### Passage
* * * *
For the marine challenge, I used Trimmomatic v.0.38.
After downloading the NCBI nt database as of 2019/01/08 and the NCBI accession to taxid mapping as of 2019/01/08 from the CAMI website, these steps were followed:
All PBS scripts and custom python scripts can be found in the 01_nt_database folder.
1: Remove entries from nt without a taxid from the accession2taxonomy NCBI file using a custom python script (remove_unclassififed_from_acc2taxidmap.py). 2: Convert the interleaved fasta to sequential fasta. 3: Add a taxid to the nt sequence headers, excluding sequences that do not have a taxid with rename_clean_nt.py 4: Built a KMA index
Again - commands for each of these steps are given here.
Also set the ETE3 taxonomy database in Python, using the file downloaded from the CAMI website:
from ete3 import NCBITaxa
ncbi = NCBITaxa()
* * * *
### Your instructions
Reproduce verbatim the stretch of the database preparation notes that begins with the words containing "After downloading the" and ends with "the 01_nt_database folder.".
* * * *
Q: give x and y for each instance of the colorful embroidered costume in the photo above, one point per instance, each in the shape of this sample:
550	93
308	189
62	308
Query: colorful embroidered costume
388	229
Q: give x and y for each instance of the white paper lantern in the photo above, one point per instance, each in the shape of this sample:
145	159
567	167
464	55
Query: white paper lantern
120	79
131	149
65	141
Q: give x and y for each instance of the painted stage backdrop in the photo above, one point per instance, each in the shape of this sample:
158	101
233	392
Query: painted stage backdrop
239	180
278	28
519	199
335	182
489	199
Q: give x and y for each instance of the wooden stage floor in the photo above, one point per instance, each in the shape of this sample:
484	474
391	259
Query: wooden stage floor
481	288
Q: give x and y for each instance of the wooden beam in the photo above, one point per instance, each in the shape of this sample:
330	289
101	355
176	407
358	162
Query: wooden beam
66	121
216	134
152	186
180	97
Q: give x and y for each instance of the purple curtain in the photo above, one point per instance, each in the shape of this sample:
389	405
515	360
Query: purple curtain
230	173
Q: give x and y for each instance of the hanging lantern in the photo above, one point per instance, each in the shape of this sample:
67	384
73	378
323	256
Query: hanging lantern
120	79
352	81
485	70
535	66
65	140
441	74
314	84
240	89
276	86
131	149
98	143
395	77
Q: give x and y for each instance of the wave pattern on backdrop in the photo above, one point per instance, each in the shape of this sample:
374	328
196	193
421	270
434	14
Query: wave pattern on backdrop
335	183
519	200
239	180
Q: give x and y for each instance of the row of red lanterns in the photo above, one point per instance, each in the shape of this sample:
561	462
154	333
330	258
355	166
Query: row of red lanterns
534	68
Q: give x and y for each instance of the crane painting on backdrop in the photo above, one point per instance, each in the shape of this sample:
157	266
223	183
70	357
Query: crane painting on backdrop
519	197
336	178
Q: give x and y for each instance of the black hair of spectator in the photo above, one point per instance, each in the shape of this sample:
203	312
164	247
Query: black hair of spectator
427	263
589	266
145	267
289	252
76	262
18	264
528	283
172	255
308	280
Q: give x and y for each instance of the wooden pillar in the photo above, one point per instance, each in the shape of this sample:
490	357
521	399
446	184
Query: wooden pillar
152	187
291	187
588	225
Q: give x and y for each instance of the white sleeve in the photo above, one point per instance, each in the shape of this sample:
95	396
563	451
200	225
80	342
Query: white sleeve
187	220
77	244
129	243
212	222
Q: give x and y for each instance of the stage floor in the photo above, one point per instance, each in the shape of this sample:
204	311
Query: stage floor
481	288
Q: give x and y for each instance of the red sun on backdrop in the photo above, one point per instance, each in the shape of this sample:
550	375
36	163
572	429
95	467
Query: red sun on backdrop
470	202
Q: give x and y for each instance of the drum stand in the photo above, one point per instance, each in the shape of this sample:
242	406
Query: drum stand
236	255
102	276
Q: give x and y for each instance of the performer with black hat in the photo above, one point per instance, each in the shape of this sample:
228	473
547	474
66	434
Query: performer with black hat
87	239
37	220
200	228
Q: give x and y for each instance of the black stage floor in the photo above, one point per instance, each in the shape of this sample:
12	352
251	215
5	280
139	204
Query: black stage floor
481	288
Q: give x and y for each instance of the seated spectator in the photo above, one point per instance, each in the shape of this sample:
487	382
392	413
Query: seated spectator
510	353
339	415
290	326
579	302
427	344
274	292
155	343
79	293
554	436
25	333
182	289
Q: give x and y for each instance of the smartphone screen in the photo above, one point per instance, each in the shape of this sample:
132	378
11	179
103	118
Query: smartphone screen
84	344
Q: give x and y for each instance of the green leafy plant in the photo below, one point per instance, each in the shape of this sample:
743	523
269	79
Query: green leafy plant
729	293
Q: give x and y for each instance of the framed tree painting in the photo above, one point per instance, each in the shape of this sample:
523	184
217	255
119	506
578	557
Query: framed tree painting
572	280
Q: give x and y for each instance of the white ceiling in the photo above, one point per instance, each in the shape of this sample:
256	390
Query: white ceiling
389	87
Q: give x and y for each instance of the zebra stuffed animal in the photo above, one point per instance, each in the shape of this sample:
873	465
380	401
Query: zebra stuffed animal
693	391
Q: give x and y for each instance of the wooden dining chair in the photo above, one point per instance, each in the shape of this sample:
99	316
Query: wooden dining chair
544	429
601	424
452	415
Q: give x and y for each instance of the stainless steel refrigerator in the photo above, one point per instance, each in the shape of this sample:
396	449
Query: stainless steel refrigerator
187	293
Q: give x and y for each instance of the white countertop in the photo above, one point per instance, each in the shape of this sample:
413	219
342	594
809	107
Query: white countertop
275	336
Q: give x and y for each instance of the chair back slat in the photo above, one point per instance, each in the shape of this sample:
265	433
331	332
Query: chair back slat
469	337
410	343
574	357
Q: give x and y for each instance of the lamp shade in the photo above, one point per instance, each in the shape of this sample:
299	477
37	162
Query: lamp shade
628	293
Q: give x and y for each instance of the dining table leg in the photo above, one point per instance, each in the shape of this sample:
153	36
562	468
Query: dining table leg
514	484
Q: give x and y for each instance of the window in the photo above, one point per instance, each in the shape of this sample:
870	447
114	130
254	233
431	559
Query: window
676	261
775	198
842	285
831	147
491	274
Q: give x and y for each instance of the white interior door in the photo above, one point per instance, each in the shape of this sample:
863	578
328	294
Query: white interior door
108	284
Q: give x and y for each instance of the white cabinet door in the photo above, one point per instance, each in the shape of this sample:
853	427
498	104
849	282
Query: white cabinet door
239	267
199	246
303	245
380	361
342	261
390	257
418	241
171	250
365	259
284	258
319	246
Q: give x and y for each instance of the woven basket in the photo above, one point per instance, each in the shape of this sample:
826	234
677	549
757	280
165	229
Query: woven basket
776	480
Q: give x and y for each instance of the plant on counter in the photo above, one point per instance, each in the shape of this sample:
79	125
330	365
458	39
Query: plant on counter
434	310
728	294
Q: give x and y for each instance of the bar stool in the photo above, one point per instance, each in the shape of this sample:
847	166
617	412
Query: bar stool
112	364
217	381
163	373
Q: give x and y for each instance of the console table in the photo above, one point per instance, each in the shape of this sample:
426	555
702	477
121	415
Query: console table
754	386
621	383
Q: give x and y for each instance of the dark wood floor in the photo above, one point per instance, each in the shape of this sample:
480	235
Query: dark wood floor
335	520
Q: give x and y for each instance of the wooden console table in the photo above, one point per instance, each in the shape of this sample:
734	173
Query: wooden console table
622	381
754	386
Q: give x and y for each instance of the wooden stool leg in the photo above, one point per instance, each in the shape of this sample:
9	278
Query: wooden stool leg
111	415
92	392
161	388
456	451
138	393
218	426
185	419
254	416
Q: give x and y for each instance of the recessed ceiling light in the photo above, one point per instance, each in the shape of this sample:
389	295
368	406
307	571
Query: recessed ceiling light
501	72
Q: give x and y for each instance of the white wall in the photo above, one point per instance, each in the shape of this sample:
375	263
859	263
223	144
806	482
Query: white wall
* * * *
### Complete output
After downloading the NCBI nt database as of 2019/01/08 and the NCBI accession to taxid mapping as of 2019/01/08 from the CAMI website, these steps were followed:
All PBS scripts and custom python scripts can be found in the 01_nt_database folder.